### ЧТО ТРЕБУЕТСЯ
- A) Каким городом, согласно исходному тексту, многие стали интересоваться в связи с переездом?
- B) Определите, соответствуют ли исходному тексту следующие утверждения, и для каждого приведите решающие слова текста в точной цитате. (i) Упомянутая группа писателей насчитывает около сотни человек. (ii) Эту группу стараются прибрать к рукам, в том числе запугиванием. (iii) Истинные писатели сохраняют самостоятельность.

Нет мне ответа… - стр. 109
В общем, Женя, все мы тебя любим, и надо нам как-то быть вместе, иначе заклюют. Вологдой, в связи с моим переездом, многие стали интересоваться, кто подозрительно, кто насмешливо, кто завистливо, кто опасливо. Идёт борьба за наши души, нам не всегда видная и понятная. Та группа писателей, а число ей с десяток-другой, что сколотилась во глубине России и является сейчас по существу надеждой и совестью этой самой России, как бельмо в глазу у литературных деляг. Её стараются прибрать к рукам то подачками, то моралью, то запугиванием, то лаской те, кто будто бы за русский народ и кто берётся говорить от его имени и хотел бы диктовать свою волю в литературе. Их раздражает и бесит, что истинные-то писатели не с ними, а сами по себе, сохраняют самостоятельность, насколько она возможна в наши дни.

### ЗАПИСИ

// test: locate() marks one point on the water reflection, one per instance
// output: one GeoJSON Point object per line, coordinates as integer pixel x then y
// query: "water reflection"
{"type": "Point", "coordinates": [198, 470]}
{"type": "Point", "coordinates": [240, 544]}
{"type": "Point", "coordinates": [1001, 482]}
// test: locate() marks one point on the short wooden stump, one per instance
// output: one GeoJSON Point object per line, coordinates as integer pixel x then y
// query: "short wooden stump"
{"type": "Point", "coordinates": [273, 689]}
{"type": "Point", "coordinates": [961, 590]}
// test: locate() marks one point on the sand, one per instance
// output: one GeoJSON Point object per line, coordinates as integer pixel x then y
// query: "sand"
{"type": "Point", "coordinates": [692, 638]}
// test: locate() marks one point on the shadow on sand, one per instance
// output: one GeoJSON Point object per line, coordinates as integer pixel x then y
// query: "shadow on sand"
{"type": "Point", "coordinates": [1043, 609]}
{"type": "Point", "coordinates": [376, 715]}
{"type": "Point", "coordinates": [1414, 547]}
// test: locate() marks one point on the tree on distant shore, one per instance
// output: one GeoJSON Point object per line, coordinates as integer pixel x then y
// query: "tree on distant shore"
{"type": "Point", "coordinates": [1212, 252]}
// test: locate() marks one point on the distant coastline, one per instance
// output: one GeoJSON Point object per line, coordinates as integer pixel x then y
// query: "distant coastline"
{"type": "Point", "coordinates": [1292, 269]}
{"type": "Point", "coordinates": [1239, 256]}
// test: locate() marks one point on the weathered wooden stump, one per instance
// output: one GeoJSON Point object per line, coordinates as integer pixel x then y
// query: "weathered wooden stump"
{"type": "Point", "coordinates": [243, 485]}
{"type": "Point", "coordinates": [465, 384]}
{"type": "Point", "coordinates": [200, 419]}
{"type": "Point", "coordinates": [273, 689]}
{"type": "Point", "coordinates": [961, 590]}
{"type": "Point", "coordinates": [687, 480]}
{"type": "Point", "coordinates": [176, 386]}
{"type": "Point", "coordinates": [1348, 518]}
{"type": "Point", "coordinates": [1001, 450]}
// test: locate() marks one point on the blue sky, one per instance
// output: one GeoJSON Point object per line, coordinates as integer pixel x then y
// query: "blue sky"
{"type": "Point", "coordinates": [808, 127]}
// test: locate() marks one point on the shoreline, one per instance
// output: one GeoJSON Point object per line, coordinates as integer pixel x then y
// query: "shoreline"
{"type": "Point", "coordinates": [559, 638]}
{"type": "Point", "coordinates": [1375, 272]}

### ОТВЕТЫ
- A) Вологдой.

- B)
(i) Нет: «а число ей с десяток-другой».
(ii) Да: «то подачками, то моралью, то запугиванием, то лаской».
(iii) Да: «сохраняют самостоятельность, насколько она возможна в наши дни».